Task requirements | The following entries are to be retyped in full, exactly as written.

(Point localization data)
---*---
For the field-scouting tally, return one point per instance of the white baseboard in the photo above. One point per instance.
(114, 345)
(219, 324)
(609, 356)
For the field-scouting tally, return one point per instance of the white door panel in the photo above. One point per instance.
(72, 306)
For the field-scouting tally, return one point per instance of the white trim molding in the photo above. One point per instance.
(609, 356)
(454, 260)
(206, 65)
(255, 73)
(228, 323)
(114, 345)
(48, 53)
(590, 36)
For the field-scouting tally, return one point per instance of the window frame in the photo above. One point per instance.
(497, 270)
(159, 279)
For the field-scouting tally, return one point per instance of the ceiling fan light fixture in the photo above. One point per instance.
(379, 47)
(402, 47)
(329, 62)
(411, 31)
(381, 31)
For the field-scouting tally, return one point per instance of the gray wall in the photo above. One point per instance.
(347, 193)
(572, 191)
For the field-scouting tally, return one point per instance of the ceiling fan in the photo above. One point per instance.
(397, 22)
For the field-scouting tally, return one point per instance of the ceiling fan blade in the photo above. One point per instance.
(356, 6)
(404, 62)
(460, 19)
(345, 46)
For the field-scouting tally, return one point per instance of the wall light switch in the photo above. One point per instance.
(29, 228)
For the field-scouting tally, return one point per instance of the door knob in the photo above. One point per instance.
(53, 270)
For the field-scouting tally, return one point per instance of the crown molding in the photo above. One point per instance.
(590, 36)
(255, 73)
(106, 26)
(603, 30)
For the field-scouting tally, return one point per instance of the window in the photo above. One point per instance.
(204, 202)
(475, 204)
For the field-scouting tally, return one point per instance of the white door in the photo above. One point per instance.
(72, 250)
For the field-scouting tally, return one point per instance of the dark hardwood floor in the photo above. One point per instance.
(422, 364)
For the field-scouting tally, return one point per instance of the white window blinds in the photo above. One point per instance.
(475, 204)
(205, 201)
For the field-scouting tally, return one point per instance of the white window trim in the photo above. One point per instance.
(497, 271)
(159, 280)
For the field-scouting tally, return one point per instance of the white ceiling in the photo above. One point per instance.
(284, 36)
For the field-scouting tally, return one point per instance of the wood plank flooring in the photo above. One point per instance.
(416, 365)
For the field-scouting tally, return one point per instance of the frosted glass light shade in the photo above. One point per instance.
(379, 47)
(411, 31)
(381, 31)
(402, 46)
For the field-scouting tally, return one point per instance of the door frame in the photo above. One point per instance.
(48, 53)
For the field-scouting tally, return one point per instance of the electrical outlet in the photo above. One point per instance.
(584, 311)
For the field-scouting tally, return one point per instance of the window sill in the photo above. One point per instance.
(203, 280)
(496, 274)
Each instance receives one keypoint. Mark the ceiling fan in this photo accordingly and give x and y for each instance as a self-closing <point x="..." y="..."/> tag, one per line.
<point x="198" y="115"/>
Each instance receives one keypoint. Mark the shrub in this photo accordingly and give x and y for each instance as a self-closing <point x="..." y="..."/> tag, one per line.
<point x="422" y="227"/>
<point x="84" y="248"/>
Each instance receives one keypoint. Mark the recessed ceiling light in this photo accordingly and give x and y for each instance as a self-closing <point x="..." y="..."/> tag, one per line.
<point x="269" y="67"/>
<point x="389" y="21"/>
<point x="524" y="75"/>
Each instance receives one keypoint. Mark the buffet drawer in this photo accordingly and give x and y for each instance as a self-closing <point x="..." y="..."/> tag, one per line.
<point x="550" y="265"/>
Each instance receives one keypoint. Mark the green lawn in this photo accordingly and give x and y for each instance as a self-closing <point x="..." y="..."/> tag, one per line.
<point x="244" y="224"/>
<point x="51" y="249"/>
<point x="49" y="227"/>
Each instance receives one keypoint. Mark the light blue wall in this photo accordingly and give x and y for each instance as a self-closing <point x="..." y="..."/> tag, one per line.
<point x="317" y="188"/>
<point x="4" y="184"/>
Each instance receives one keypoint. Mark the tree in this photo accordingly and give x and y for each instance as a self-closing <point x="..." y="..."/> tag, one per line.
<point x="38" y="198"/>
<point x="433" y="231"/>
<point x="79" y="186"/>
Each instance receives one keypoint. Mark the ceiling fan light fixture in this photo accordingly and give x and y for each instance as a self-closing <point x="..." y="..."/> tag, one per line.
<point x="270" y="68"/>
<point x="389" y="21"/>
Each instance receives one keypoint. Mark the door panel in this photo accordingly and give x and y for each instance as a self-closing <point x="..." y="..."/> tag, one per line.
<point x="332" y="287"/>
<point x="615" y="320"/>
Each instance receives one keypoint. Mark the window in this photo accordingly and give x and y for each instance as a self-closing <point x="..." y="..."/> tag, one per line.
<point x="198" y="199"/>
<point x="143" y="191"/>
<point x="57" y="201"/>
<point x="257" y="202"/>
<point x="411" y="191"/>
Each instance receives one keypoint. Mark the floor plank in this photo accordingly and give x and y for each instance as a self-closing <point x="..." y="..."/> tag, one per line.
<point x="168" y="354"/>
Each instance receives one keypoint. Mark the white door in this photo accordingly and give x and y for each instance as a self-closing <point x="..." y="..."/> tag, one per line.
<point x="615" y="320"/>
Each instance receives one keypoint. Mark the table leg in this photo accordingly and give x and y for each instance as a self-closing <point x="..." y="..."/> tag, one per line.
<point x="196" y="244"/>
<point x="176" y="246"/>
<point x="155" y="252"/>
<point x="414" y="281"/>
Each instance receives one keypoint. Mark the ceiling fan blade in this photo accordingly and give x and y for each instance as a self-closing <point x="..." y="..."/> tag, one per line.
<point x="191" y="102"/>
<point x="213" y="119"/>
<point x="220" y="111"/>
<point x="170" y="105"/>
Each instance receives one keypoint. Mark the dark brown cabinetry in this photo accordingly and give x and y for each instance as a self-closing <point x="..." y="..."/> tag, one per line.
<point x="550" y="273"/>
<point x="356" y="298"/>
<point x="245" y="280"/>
---*---
The completed task |
For the field-scouting tally, return one point per instance of the white baseboard in the photo above. One point per instance.
(114, 345)
(219, 324)
(609, 356)
For the field-scouting tally, return one point per instance of the white door panel in the photo above. One point per instance.
(72, 306)
For the field-scouting tally, return one point per instance of the white trim molding in the photo above. One point per instance.
(609, 356)
(454, 260)
(206, 65)
(255, 73)
(228, 323)
(114, 345)
(48, 53)
(590, 36)
For the field-scouting tally, return one point per instance of the window frame in the photo above. One point per instance.
(497, 270)
(159, 279)
For the field-scouting tally, return one point per instance of the ceiling fan light fixture in the photo above. One point per instance.
(379, 47)
(402, 47)
(329, 62)
(411, 31)
(381, 31)
For the field-scouting tally, return one point per instance of the gray wall in the photo above. One point per instance.
(347, 193)
(572, 191)
For the field-scouting tally, return one point per instance of the ceiling fan in the photo above. One point per instance.
(397, 22)
For the field-scouting tally, return one point per instance of the ceiling fan blade in the photo above. One point per instance.
(356, 6)
(404, 62)
(460, 19)
(345, 46)
For the field-scouting tally, return one point per instance of the wall light switch in the photo above. One point per instance.
(29, 228)
For the field-scouting tally, return one point per instance of the door knob in the photo above. One point per instance.
(53, 270)
For the field-scouting tally, return one point per instance of the crown molding in the photo above. One point per instance.
(590, 36)
(255, 73)
(106, 26)
(603, 30)
For the field-scouting tally, return one point per instance of the window in the photo above. One point per instance.
(204, 202)
(475, 204)
For the field-scouting tally, return one point per instance of the white door in the photo above. One point per instance.
(72, 250)
For the field-scouting tally, return one point per instance of the dark hardwood floor in the photo above. One point per instance.
(422, 364)
For the field-scouting tally, return one point per instance of the white window blinds in the photo above. One point per instance.
(475, 204)
(205, 201)
For the field-scouting tally, return one point per instance of the white window trim in the photo above. One point per instance.
(497, 271)
(159, 280)
For the field-scouting tally, return one point per instance of the white ceiling in the photo above. One point per instance.
(284, 36)
For the field-scouting tally, return one point per instance of the wood plank flooring in the photo above. One point per instance.
(416, 365)
For the field-scouting tally, return one point per instance of the frosted glass light shade in the photo above. One point per instance.
(379, 47)
(411, 31)
(381, 31)
(402, 46)
For the field-scouting tally, return one point per instance of the door frame in the photo above. One point per instance.
(48, 53)
For the field-scouting tally, return one point per instance of the electrical outlet in the photo above. One point per instance.
(584, 311)
For the field-scouting tally, return one point per instance of the window sill in the photo above. One point per instance.
(203, 280)
(496, 274)
Each instance receives one keypoint. Mark the ceiling fan in this photo accordingly and give x and y for each instance as a self-closing <point x="..." y="..."/> tag, one per line.
<point x="198" y="115"/>
Each instance receives one keypoint. Mark the shrub in this photo accordingly and give x and y for each instance as a self-closing <point x="..." y="..."/> tag, one per line.
<point x="422" y="227"/>
<point x="84" y="248"/>
Each instance receives one keypoint. Mark the recessed ceiling light in this photo accordingly and give x and y for each instance as a self-closing <point x="..." y="..."/> tag, one per line.
<point x="269" y="67"/>
<point x="389" y="21"/>
<point x="524" y="75"/>
Each instance receives one keypoint. Mark the buffet drawer in this photo accordingly and give x and y for each instance as a self-closing <point x="..." y="..."/> tag, one per line.
<point x="550" y="265"/>
Each instance receives one keypoint. Mark the green lawn in this photo accordingly and give x and y for each instance as a self-closing <point x="..." y="..."/> tag, one per line.
<point x="244" y="224"/>
<point x="51" y="249"/>
<point x="49" y="227"/>
Each instance receives one keypoint. Mark the light blue wall in this photo accordingly and give x and y for each instance as a self-closing <point x="..." y="..."/> tag, one per line.
<point x="317" y="188"/>
<point x="4" y="184"/>
Each instance receives one keypoint. Mark the tree in this photo accordingly and give x and y for each instance as a self-closing <point x="..." y="..."/> tag, one per line.
<point x="38" y="198"/>
<point x="433" y="231"/>
<point x="79" y="186"/>
Each instance receives one keypoint. Mark the ceiling fan light fixture in this photo accordingly and give x and y for each instance as a self-closing <point x="..." y="..."/> tag, one per line.
<point x="270" y="68"/>
<point x="389" y="21"/>
Each instance receives one keypoint. Mark the door panel in this photo accordingly and give x and y for each instance as a self-closing <point x="..." y="..."/> tag, one per line.
<point x="332" y="287"/>
<point x="615" y="320"/>
Each instance receives one keypoint. Mark the window in this photo accordingly and give x and y for each instance as a self-closing <point x="..." y="..."/> tag, one per line.
<point x="198" y="199"/>
<point x="143" y="191"/>
<point x="57" y="201"/>
<point x="257" y="202"/>
<point x="411" y="191"/>
Each instance receives one keypoint. Mark the floor plank in this photo accordingly and give x and y for each instance as a self-closing <point x="..." y="..."/> tag, one per line.
<point x="168" y="354"/>
Each instance receives one keypoint. Mark the white door in this photo accordingly and give x and y for each instance as a self-closing <point x="..." y="..."/> tag, one per line.
<point x="615" y="320"/>
Each instance receives one keypoint. Mark the table leg in this photo accordingly and give x and y for each instance as a self-closing <point x="..." y="..."/> tag, one per line.
<point x="196" y="244"/>
<point x="176" y="246"/>
<point x="155" y="252"/>
<point x="414" y="281"/>
Each instance receives one keypoint. Mark the ceiling fan blade in this photo accordingly and give x and y for each instance as a self-closing <point x="..." y="..."/> tag, one per line.
<point x="191" y="102"/>
<point x="213" y="119"/>
<point x="220" y="111"/>
<point x="170" y="105"/>
Each instance receives one keypoint. Mark the dark brown cabinetry in this photo accordingly and give x and y for each instance as a self-closing <point x="..." y="..."/> tag, one per line.
<point x="550" y="273"/>
<point x="356" y="298"/>
<point x="245" y="280"/>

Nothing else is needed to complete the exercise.